----- Records provided

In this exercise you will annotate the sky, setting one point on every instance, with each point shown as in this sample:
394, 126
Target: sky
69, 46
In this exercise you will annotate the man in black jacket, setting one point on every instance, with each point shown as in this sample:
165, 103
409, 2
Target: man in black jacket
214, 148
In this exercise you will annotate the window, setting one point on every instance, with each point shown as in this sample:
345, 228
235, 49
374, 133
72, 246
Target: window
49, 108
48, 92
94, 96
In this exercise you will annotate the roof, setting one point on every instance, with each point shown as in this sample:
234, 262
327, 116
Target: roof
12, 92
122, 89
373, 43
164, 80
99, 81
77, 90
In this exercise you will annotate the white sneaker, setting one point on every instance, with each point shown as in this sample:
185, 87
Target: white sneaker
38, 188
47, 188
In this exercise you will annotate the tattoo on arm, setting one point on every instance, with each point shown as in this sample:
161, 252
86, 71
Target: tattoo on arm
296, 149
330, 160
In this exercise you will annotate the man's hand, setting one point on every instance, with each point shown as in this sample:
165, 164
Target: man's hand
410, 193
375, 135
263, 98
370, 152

----------
----- Records provided

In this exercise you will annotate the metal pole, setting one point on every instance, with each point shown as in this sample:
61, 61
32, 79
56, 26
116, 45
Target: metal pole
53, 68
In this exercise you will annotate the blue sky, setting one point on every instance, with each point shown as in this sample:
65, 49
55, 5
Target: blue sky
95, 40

----------

Task statement. Where a line of the entries above holds the word "annotate", return that line.

Answer section.
In this exercise you will annotate the sky, setting one point on every instance, with each point shown as in this sample:
In this exercise you will annotate the man in black jacket, setting one point on every instance, with each point shown as in this sample:
In this exercise you will annotate the window, setting one point on every instance, with each point shown as in this sample:
In this exercise you will annotate the roof, setting one point on every instance, with each point shown as in this sample:
In this exercise you will annotate the white sneaker, setting one point on every instance, with each point shown as in this sample:
In this exercise you will annotate the tattoo on arm, setting one point on every instance, with each point shown as in this sample:
In this exercise you will annotate the man's hand, setting one point on every instance, with each point shown as in this sample:
In this exercise you will annotate the metal pole, setting one point on every instance, with each point shown as in this sample:
In this exercise you will annotate the blue sky, setting one point on every instance, with each point shown as in this sample:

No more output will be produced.